## Work instruction
With all pictures omitted, return verbatim the lines from the beginning of the records below through the line containing "terracotta roof tile.".
• • • •
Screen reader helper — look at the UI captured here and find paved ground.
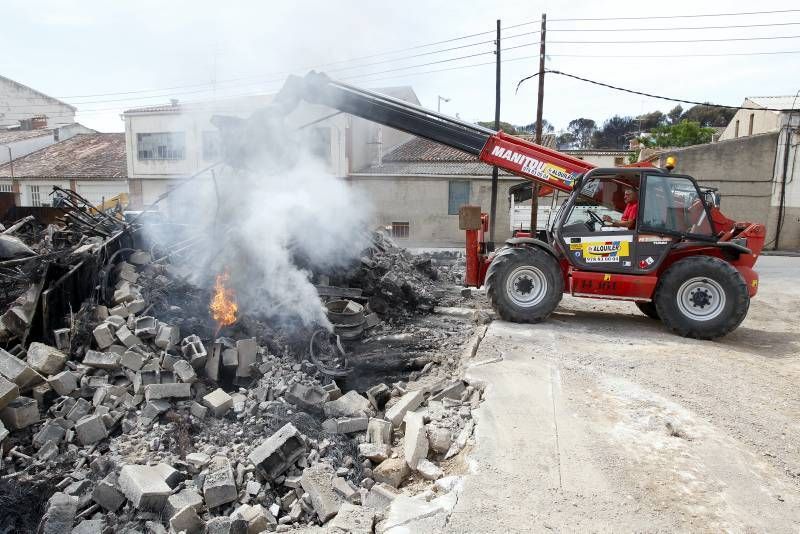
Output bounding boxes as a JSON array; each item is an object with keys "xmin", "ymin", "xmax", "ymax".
[{"xmin": 446, "ymin": 256, "xmax": 800, "ymax": 533}]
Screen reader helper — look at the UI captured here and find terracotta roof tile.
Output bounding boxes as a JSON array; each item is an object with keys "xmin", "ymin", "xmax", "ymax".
[{"xmin": 0, "ymin": 133, "xmax": 126, "ymax": 179}]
• • • •
## Response to this exercise
Screen reader helper — look at the UI captured here and find paved ground.
Output bounding boxes as a JSON array; each item is an object with keys "xmin", "ymin", "xmax", "ymax".
[{"xmin": 446, "ymin": 256, "xmax": 800, "ymax": 533}]
Screen reader helper — look at the UI captured here and find terracotta roof tile.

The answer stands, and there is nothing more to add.